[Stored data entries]
⁂

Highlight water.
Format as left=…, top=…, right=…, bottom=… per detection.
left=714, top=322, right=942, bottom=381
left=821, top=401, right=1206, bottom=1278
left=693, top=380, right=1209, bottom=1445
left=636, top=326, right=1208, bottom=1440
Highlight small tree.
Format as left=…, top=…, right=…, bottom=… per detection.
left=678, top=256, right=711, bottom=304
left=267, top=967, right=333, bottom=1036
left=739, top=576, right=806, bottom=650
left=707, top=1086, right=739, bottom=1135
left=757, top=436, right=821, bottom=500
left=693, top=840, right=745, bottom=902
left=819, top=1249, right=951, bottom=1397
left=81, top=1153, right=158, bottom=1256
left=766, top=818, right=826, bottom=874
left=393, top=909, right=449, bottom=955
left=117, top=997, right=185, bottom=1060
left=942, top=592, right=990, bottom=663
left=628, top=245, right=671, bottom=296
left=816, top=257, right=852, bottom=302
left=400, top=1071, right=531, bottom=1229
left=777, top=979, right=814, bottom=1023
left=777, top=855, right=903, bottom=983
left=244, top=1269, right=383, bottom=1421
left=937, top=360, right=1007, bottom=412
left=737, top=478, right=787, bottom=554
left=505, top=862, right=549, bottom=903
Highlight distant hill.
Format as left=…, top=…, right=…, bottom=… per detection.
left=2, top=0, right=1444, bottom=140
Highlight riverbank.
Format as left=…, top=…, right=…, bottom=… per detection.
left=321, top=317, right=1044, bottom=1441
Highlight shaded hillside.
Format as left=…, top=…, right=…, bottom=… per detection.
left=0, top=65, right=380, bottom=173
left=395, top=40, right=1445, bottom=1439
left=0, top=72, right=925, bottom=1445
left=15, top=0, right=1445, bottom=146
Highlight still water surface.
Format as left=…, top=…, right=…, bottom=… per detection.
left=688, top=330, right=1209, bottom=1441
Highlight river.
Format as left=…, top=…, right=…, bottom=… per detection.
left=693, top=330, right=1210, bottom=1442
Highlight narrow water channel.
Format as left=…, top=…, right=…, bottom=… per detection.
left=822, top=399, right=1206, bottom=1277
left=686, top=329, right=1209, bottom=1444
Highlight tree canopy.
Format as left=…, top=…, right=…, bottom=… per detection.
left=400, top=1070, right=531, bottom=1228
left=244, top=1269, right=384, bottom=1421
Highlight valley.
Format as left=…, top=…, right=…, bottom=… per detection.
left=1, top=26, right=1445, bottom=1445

⁂

What you should do> Word for word, transcribe all of the entries shown above.

Answer box>
Highlight water.
Format as left=…, top=…, right=…, bottom=… per detection.
left=714, top=322, right=942, bottom=381
left=821, top=401, right=1206, bottom=1278
left=693, top=380, right=1209, bottom=1445
left=636, top=326, right=1208, bottom=1440
Highlight small tree.
Format as left=…, top=…, right=…, bottom=… per detection.
left=678, top=256, right=711, bottom=304
left=267, top=967, right=333, bottom=1036
left=739, top=576, right=806, bottom=650
left=707, top=1086, right=739, bottom=1135
left=757, top=436, right=821, bottom=500
left=693, top=840, right=745, bottom=902
left=819, top=1249, right=951, bottom=1397
left=81, top=1153, right=158, bottom=1256
left=766, top=818, right=826, bottom=874
left=393, top=909, right=449, bottom=955
left=117, top=997, right=185, bottom=1060
left=942, top=592, right=990, bottom=663
left=628, top=245, right=671, bottom=296
left=816, top=257, right=852, bottom=302
left=400, top=1071, right=531, bottom=1229
left=777, top=979, right=814, bottom=1023
left=777, top=855, right=903, bottom=983
left=244, top=1269, right=383, bottom=1421
left=937, top=360, right=1007, bottom=412
left=737, top=478, right=787, bottom=554
left=505, top=862, right=549, bottom=903
Highlight distant hill.
Format as left=…, top=…, right=…, bottom=… per detection.
left=2, top=0, right=1444, bottom=140
Highlight riverbank.
Format as left=…, top=…, right=…, bottom=… per detection.
left=321, top=317, right=1044, bottom=1441
Highlight shaded hillside.
Format as left=…, top=…, right=…, bottom=… per detection.
left=0, top=65, right=380, bottom=173
left=395, top=40, right=1445, bottom=1439
left=0, top=72, right=925, bottom=1445
left=15, top=0, right=1445, bottom=146
Highlight still water surface.
Format as left=…, top=…, right=…, bottom=… per detection.
left=688, top=330, right=1209, bottom=1441
Highlight river.
Format as left=…, top=…, right=…, bottom=… per detection.
left=693, top=330, right=1210, bottom=1442
Highlight narrow water channel.
Format as left=…, top=…, right=…, bottom=… per detection.
left=822, top=399, right=1206, bottom=1277
left=686, top=329, right=1209, bottom=1444
Highlight tree canopy.
Format as left=…, top=…, right=…, bottom=… per detection.
left=400, top=1070, right=531, bottom=1228
left=244, top=1269, right=384, bottom=1421
Highlight valley.
Format as left=…, top=…, right=…, bottom=… per detection.
left=1, top=26, right=1445, bottom=1445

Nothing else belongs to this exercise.